COMPITO DA SVOLGERE: Nel testo sulla sentenza della Cassazione n. 11895 del 2014, quale provvedimento dispone il G.I.P. presso il Tribunale di Udine con il decreto del 6 aprile 2013?

TESTO FORNITO:
------------------------------
Questa e' la conclusione cui perviene la Cassazione con la sentenza 11895 del 2014 con la quale e' stato cassato un sequestro penale di un sito web destinato a blog nel quale erano stati inseriti commenti offensivi.
Al blog va riconosciuta la liberta' di manifestazione del pensiero e la censura su espressioni offensive e' mitigata dal diritto di cronaca.
Si leggano sul tema i punti 5 e 5.1 della sentenza riportata qui appresso.

SUPREMA CORTE DI CASSAZIONE

SEZIONE V PENALE

Sentenza 30 ottobre 2013 – 12 marzo 2014, n. 11895

(Presidente Dubolino – Relatore Lignola)

Ritenuto in fatto 

1. Con decreto del 6 aprile 2013, il G.I.P. presso il Tribunale di Udine disponeva il sequestro preventivo del sito internet www.ilperbenista.it, gestito da B.M., indagato per il reato di cui all'art. 595, commi 1 e 3, ai danni di B.M. e B.F. L'indagato era accusato di aver pubblicato sul sito suddetto messaggi e commenti che, con il pretesto di una critica politica, scivolavano sul terreno della gratuità volgarità e dell'attacco personale, ad esempio definendo la B. una "zoccola di Tondo" e parlando di una radiazione dall'albo professionale o di una sospensione biennale del B., a fronte di un provvedimento interdittivo di durata molto inferiore.

2. Il Tribunale per il riesame di Udine, con ordinanza del 14 maggio 2013, confermava il provvedimento di sequestro, osservando che il sito è stato lo strumento attraverso il quale i messaggi diffamatori sono stati diffusi e che ben potrebbe, anche in futuro, essere utilizzato al medesimo scopo, sicché riteneva il vincolo imposto "pienamente adeguato e congruo".

3. Con ricorso sottoscritto personalmente, l'indagato censura il provvedimento del Tribunale del riesame, deducendo tre motivi.

3.1 Con il primo motivo, il ricorrente deduce violazione dell'articolo 606, lettera B e C, in relazione agli artt. 125 e 321 cod. proc. pen., per mancanza di motivazione in ordine al fumus commissi delicti. Il ricorrente ricorda che, secondo la giurisprudenza di legittimità più recente, tale motivazione non può avere riguardo alla sola astratta configurabilità del reato, ma deve tener conto, in modo puntuale e coerente, delle concrete risultanze processuali e dell'effettiva situazione emergente dagli elementi forniti dalle parti, indicando, sia pure sommariamente, le ragioni che rendono allo stato sostenibile l'impostazione accusatoria; sotto questo profilo egli deduce omesso esame degli elementi dedotti in sede di riesame, volti ad escludere la sussistenza dell'elemento oggettivo ed soggettivo del reato.
------------------------------
DATI MOSTRATI:
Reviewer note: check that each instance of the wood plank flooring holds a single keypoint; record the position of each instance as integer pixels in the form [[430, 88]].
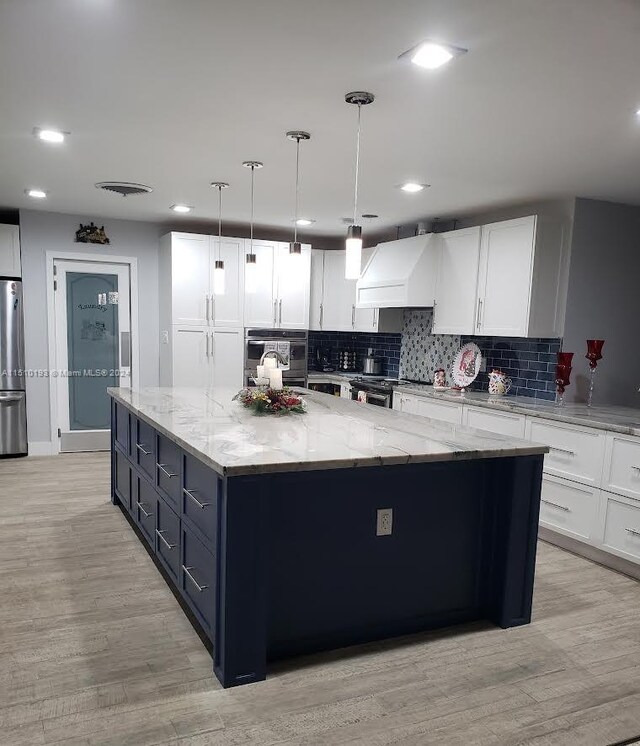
------------------------------
RISPOSTA SCRITTA: Il sequestro preventivo del sito internet www.ilperbenista.it.